|
Я не буду цитировать другие примеры, так как отдаю себе отчет, что все мои
попытки переложить на чужой язык мысли, капля за каплей истекшие из
кровоточащих сердец и собранные в нитку бус редчайшей ценности, не достигнут
цели, и читатель увидит лишь бледную тень жемчужин нашей литературы. Надеюсь,
мне удалось хотя бы отчасти показать внутреннюю работу нашей души, которая
внешне часто предстает в виде черствости или истерической смеси страдания и
смеха, вызывающей порой подозрение в нездоровье психики.
Также высказывались предположения, что наша способность переносить боль и
равнодушие к смерти происходит от пониженной чувствительности. В этом есть доля
правды. Так что возникает вопрос: почему наши нервы не так чувствительны? Быть
может, японский климат не так склоняет к ярким эмоциям, как американский. Быть
может, наша монархическая форма правления не стимулирует нас так же сильно, как
республиканская французов. Быть может, мы не перечитываем «Сартор Ресартус» с
таким же рвением, как англичане. Мое личное мнение таково, что именно по
причине нашей возбудимости и чувствительности нам приходится прибегать к
постоянному самоконтролю; но что бы то ни было, на верный путь понимания мы не
сможем выйти, не приняв во внимание длительную практику самодисциплины.

---+---

__Задачи__
(A) Что, согласно тексту о японской сдержанности, вынуждает прибегать к постоянному самоконтролю?
(B) Подхватите текст о японской сдержанности после его последнего предложения и напишите продолжение.

__Извлечённый материал__
---+---

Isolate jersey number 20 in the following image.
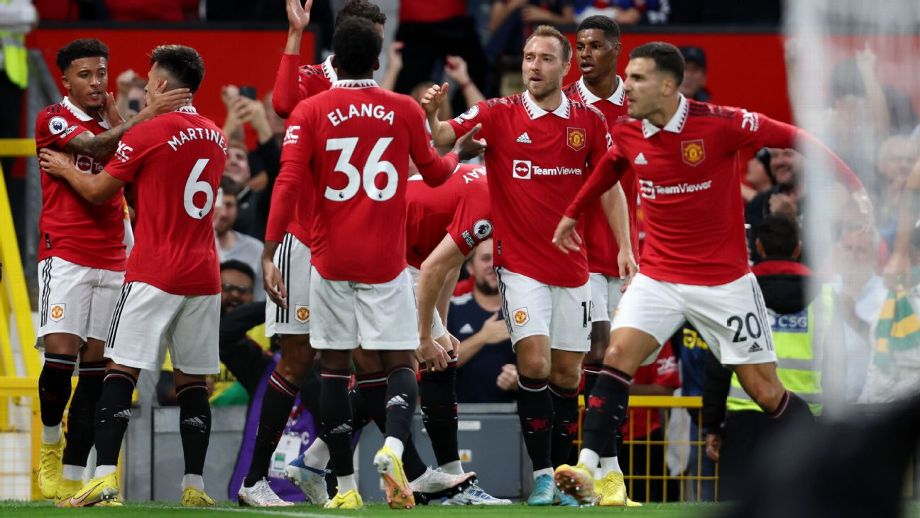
[325,137,399,201]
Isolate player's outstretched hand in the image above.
[38,148,74,178]
[141,79,192,116]
[453,124,486,160]
[415,338,450,372]
[617,248,639,292]
[422,83,450,116]
[882,252,911,290]
[553,216,584,254]
[286,0,313,31]
[262,259,287,309]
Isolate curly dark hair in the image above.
[335,0,387,29]
[57,38,109,74]
[150,45,204,93]
[332,16,383,77]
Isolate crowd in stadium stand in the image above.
[7,0,920,508]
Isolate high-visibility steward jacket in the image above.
[726,286,833,415]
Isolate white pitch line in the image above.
[131,504,359,518]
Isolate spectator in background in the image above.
[575,0,667,25]
[157,259,261,406]
[616,342,680,506]
[214,176,265,301]
[486,0,576,69]
[703,214,839,500]
[873,135,918,247]
[680,47,712,103]
[221,85,281,240]
[395,0,487,113]
[447,239,518,403]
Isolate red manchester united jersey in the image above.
[272,54,338,119]
[105,106,227,296]
[564,78,639,277]
[450,92,610,287]
[35,97,125,271]
[566,96,860,286]
[265,80,457,284]
[406,164,492,268]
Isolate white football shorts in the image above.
[105,282,220,374]
[38,257,125,341]
[495,267,591,352]
[310,267,419,351]
[257,234,311,336]
[612,273,776,365]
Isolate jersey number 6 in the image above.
[325,137,399,201]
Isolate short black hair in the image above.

---+---

__Итоговые ответы__
(A) Возбудимость и чувствительность.

(B)
В упражнениях по самодисциплине легко можно зайти слишком далеко. Они могут
подавить истинные движения души. Навязать податливым натурам искаженные и
чудовищные представления. Могут посеять изуверство, взрастить лицемерие и
притупить естественную привязанность. Даже такое высокое достоинство имеет свою
противоположность и свои подделки. Мы должны видеть в каждой добродетели
присущее ей превосходство и следовать ее идеалу, а идеал самообладания состоит
в том, чтобы, как говорится у нас, сохранять равновесие ума, или же, если
воспользоваться греческим термином, достичь состояния эутимии
[44]
, которое Демокрит называл высшим благом.
Самообладание достигает своей наивысшей степени и лучше всего иллюстрируется
традициями, осуществляемыми в первом из тех двух институтов, о которых мы будем
вести речь в следующей главе, а именно о институтах самоубийства и воздаяния.
Глава 12
Институты самоубийства и воздаяния
Оба этих института (первый известен под именем харакири, второй – катакиути)
более-менее полно освещены в неяпонской литературе.
Для начала, говоря о самоубийстве, позвольте сказать, что я хотел бы
ограничиться рассмотрением сэппуку или каппуку, в просторечии известном как
харакири, что означает самоубийство вспарыванием живота. «Вспарывание живота?
Какая нелепость!» – восклицают те, кому это слово внове. Каким бы нелепым ни
казалось оно непривычному слуху, оно не может быть слишком странно для тех, кто
знаком с сочинениями Шекспира, вложившего в уста Брута такие слова: «И дух твой
(Цезаря) бродит, в наши внутренности обращая наши мечи». Послушайте
современного английского поэта, который в «Свете Азии» говорит о том, как меч
пронзает внутренности королевы: никто не упрекает его ни в плохом английском
языке, ни в нарушении приличий. Или взять хоть еще один пример – картину
Гверчино в генуэзском палаццо Росса, изображающую смерть Катона. Никому из тех,
кто читал лебединую песню Катона, написанную Эддисоном, не покажется нелепым
меч, наполовину вошедший в его живот. В нашем представлении этот способ ухода
из жизни связан с примерами благороднейших деяний и самого высокого пафоса,
поэтому мы не видим в нем ничего отвратительного и менее всего смехотворного.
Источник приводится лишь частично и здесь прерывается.